Task data>
** Begin **

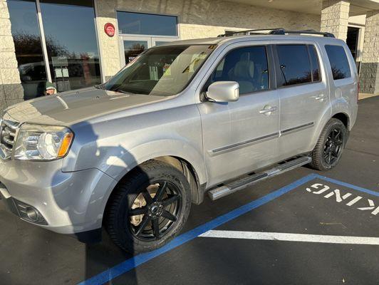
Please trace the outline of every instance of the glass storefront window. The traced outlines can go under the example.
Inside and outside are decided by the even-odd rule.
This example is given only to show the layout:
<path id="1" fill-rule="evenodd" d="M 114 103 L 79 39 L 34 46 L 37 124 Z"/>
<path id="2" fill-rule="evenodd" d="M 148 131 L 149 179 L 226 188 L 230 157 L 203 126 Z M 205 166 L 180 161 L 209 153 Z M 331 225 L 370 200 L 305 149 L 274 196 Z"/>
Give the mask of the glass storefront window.
<path id="1" fill-rule="evenodd" d="M 93 1 L 40 3 L 51 78 L 58 91 L 100 83 Z"/>
<path id="2" fill-rule="evenodd" d="M 117 12 L 120 33 L 177 36 L 177 18 L 144 13 Z"/>
<path id="3" fill-rule="evenodd" d="M 41 96 L 47 77 L 36 3 L 33 1 L 9 0 L 8 9 L 24 98 L 28 100 Z"/>

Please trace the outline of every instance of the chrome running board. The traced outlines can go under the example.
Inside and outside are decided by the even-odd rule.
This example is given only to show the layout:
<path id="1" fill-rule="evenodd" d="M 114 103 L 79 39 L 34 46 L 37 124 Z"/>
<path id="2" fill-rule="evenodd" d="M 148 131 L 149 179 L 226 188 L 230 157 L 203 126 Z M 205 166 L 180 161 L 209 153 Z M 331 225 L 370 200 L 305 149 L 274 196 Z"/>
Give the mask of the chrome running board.
<path id="1" fill-rule="evenodd" d="M 254 173 L 251 175 L 239 178 L 227 184 L 219 186 L 208 192 L 208 195 L 212 201 L 219 199 L 222 197 L 234 193 L 235 192 L 242 190 L 249 186 L 252 185 L 259 181 L 264 180 L 267 178 L 272 177 L 287 171 L 292 170 L 295 168 L 307 165 L 312 161 L 312 159 L 308 156 L 303 156 L 298 158 L 295 158 L 281 163 L 273 168 L 264 170 L 259 173 Z"/>

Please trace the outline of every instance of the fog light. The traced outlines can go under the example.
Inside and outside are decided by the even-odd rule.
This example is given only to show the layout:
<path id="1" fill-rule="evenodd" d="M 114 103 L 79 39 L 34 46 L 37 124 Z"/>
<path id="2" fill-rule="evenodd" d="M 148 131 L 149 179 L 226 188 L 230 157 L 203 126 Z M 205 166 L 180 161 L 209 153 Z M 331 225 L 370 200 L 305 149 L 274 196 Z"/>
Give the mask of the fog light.
<path id="1" fill-rule="evenodd" d="M 14 199 L 14 204 L 17 207 L 19 216 L 28 222 L 34 224 L 47 225 L 48 223 L 37 209 L 23 202 Z"/>
<path id="2" fill-rule="evenodd" d="M 31 221 L 37 222 L 38 220 L 38 213 L 31 207 L 26 207 L 25 208 L 25 212 Z"/>

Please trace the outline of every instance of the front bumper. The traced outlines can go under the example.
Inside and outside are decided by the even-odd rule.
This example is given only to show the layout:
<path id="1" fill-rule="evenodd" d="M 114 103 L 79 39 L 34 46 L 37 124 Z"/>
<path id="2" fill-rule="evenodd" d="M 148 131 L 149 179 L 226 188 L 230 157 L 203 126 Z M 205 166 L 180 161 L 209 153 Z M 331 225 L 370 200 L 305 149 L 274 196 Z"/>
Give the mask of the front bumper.
<path id="1" fill-rule="evenodd" d="M 63 172 L 61 165 L 61 160 L 0 160 L 1 201 L 26 222 L 61 234 L 100 229 L 116 181 L 98 169 Z M 35 217 L 32 209 L 38 219 L 28 216 Z"/>

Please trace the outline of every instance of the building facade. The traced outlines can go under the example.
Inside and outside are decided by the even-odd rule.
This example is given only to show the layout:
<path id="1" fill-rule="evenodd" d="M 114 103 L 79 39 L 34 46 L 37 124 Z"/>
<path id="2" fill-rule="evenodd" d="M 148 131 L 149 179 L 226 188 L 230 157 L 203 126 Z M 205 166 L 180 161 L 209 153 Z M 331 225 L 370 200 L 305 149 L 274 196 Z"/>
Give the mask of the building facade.
<path id="1" fill-rule="evenodd" d="M 105 82 L 143 50 L 277 28 L 346 41 L 361 91 L 379 93 L 378 0 L 0 0 L 0 110 Z"/>

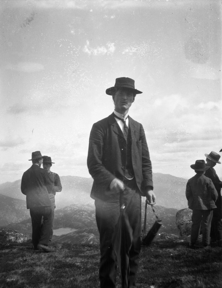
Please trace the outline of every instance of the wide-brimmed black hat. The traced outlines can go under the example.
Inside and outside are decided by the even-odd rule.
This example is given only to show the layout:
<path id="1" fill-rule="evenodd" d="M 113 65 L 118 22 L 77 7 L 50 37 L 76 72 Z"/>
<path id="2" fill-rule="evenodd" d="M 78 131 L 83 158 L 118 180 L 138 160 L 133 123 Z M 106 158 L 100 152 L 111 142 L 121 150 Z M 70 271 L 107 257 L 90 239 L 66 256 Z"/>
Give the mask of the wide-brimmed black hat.
<path id="1" fill-rule="evenodd" d="M 40 151 L 35 151 L 34 152 L 32 153 L 31 159 L 29 159 L 29 161 L 31 161 L 31 160 L 33 160 L 34 159 L 38 159 L 38 158 L 41 158 L 42 157 Z"/>
<path id="2" fill-rule="evenodd" d="M 206 165 L 204 160 L 196 160 L 195 164 L 191 165 L 192 169 L 197 171 L 205 171 L 209 169 L 210 167 Z"/>
<path id="3" fill-rule="evenodd" d="M 205 154 L 205 156 L 208 159 L 210 160 L 215 162 L 218 164 L 221 164 L 221 162 L 220 162 L 219 159 L 221 158 L 221 156 L 217 153 L 216 153 L 213 151 L 212 151 L 209 154 Z"/>
<path id="4" fill-rule="evenodd" d="M 135 81 L 133 79 L 127 77 L 121 77 L 116 79 L 115 85 L 108 88 L 106 90 L 106 93 L 108 95 L 112 96 L 117 91 L 121 88 L 127 88 L 135 94 L 141 94 L 142 92 L 135 89 Z"/>
<path id="5" fill-rule="evenodd" d="M 51 159 L 51 157 L 49 157 L 49 156 L 46 156 L 45 155 L 44 155 L 44 156 L 42 156 L 42 158 L 43 159 L 42 161 L 43 163 L 52 163 L 53 164 L 55 164 L 55 162 L 52 162 L 52 159 Z"/>

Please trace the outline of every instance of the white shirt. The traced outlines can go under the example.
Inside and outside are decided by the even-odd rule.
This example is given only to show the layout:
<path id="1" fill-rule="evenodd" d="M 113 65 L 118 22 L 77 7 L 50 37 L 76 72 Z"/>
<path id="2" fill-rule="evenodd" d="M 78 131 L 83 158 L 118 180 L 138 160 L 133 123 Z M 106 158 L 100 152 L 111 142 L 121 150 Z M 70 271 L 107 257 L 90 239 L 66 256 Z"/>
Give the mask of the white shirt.
<path id="1" fill-rule="evenodd" d="M 124 117 L 123 117 L 123 115 L 122 114 L 120 114 L 120 113 L 118 113 L 118 112 L 117 112 L 116 111 L 115 111 L 114 110 L 113 111 L 113 113 L 114 114 L 116 115 L 118 117 L 119 117 L 120 118 L 124 118 L 124 119 L 126 119 L 126 117 L 128 116 L 128 113 L 127 113 L 126 115 L 125 115 Z M 116 120 L 117 122 L 119 124 L 119 126 L 120 127 L 120 129 L 121 129 L 122 132 L 123 132 L 123 127 L 124 126 L 124 123 L 121 120 L 120 120 L 120 119 L 118 119 L 118 118 L 116 118 L 115 116 L 114 116 L 114 118 Z M 127 118 L 127 119 L 126 119 L 126 125 L 127 127 L 129 128 L 129 118 Z"/>

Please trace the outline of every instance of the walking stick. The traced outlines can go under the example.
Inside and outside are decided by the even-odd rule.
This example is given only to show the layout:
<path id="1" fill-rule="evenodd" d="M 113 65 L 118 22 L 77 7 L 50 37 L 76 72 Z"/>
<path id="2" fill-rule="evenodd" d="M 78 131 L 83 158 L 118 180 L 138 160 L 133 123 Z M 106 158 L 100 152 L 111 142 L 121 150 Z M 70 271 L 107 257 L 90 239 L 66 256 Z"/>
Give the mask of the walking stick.
<path id="1" fill-rule="evenodd" d="M 146 200 L 145 206 L 145 215 L 144 217 L 144 225 L 143 225 L 143 232 L 142 237 L 142 245 L 145 246 L 149 246 L 151 244 L 152 240 L 157 234 L 158 230 L 162 225 L 161 219 L 156 214 L 155 211 L 153 209 L 153 205 L 151 205 L 153 212 L 154 213 L 156 220 L 155 221 L 152 227 L 150 230 L 147 235 L 146 235 L 146 214 L 147 209 L 147 204 L 148 202 L 147 200 Z"/>

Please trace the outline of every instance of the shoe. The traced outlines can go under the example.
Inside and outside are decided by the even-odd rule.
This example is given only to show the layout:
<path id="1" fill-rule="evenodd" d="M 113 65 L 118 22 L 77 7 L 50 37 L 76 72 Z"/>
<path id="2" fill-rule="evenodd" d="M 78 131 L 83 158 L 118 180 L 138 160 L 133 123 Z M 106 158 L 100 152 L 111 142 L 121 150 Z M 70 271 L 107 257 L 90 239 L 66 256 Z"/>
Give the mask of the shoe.
<path id="1" fill-rule="evenodd" d="M 42 244 L 38 244 L 37 248 L 38 250 L 43 251 L 44 252 L 53 252 L 55 251 L 54 249 L 51 249 L 45 245 Z"/>

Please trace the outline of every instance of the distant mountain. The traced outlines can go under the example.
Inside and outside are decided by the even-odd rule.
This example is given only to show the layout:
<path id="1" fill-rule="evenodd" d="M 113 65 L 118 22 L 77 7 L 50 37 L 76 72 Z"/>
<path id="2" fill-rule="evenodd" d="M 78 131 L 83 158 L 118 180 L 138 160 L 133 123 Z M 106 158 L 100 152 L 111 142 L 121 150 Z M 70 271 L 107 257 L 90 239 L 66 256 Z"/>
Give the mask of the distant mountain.
<path id="1" fill-rule="evenodd" d="M 178 209 L 186 208 L 185 196 L 187 180 L 169 174 L 153 173 L 154 192 L 157 203 L 167 208 Z M 76 176 L 62 176 L 61 192 L 55 196 L 55 204 L 58 209 L 74 204 L 93 204 L 94 200 L 89 195 L 93 182 L 92 178 Z M 0 194 L 13 198 L 25 200 L 20 190 L 21 180 L 7 182 L 0 185 Z"/>
<path id="2" fill-rule="evenodd" d="M 187 208 L 185 195 L 187 179 L 169 174 L 153 173 L 153 180 L 158 205 L 178 210 Z"/>
<path id="3" fill-rule="evenodd" d="M 176 224 L 176 215 L 178 210 L 156 206 L 156 214 L 162 220 L 163 225 L 160 233 L 179 235 L 179 232 Z M 142 224 L 143 226 L 145 204 L 142 206 Z M 156 217 L 151 207 L 148 207 L 147 232 L 156 221 Z M 19 223 L 11 223 L 7 228 L 18 231 L 24 235 L 31 236 L 31 219 Z M 57 236 L 53 235 L 53 240 L 71 242 L 73 244 L 96 243 L 99 242 L 99 235 L 96 226 L 95 206 L 90 204 L 72 205 L 55 211 L 53 221 L 54 230 L 61 228 L 76 229 L 74 232 Z"/>
<path id="4" fill-rule="evenodd" d="M 30 217 L 26 201 L 0 194 L 0 227 L 20 222 Z"/>

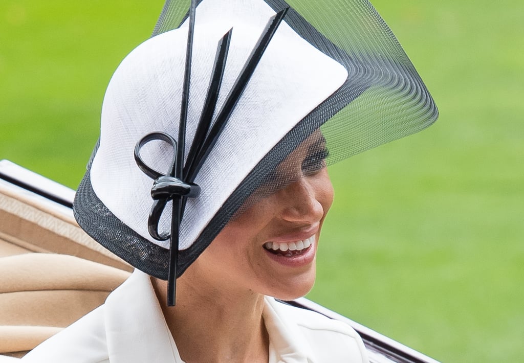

** End **

Stated goal> Give each line from the start of the entries through the line holding "98 L 28 100", inclusive, as a JSON list of strings, one string per line, skipping blank lines. Leave the pictures out.

Full output>
[
  "Please trace the outline of every instance of the glass storefront window. The traced outlines can go under the example.",
  "Inside and outside are decided by the even-odd rule.",
  "This example is given only to show the layout:",
  "<path id=\"1\" fill-rule=\"evenodd\" d=\"M 114 103 L 79 39 L 34 46 L 37 124 Z\"/>",
  "<path id=\"2\" fill-rule=\"evenodd\" d=\"M 148 131 L 149 179 L 226 188 L 230 157 L 203 126 Z M 205 166 L 180 161 L 209 153 Z M 331 225 L 370 200 L 305 149 L 274 196 Z\"/>",
  "Give the mask of the glass storefront window.",
  "<path id=\"1\" fill-rule=\"evenodd\" d=\"M 93 1 L 40 3 L 51 78 L 58 91 L 100 83 Z\"/>",
  "<path id=\"2\" fill-rule=\"evenodd\" d=\"M 117 12 L 120 33 L 177 36 L 177 18 L 144 13 Z\"/>",
  "<path id=\"3\" fill-rule=\"evenodd\" d=\"M 41 96 L 47 77 L 36 3 L 33 1 L 9 0 L 8 9 L 24 98 L 28 100 Z\"/>"
]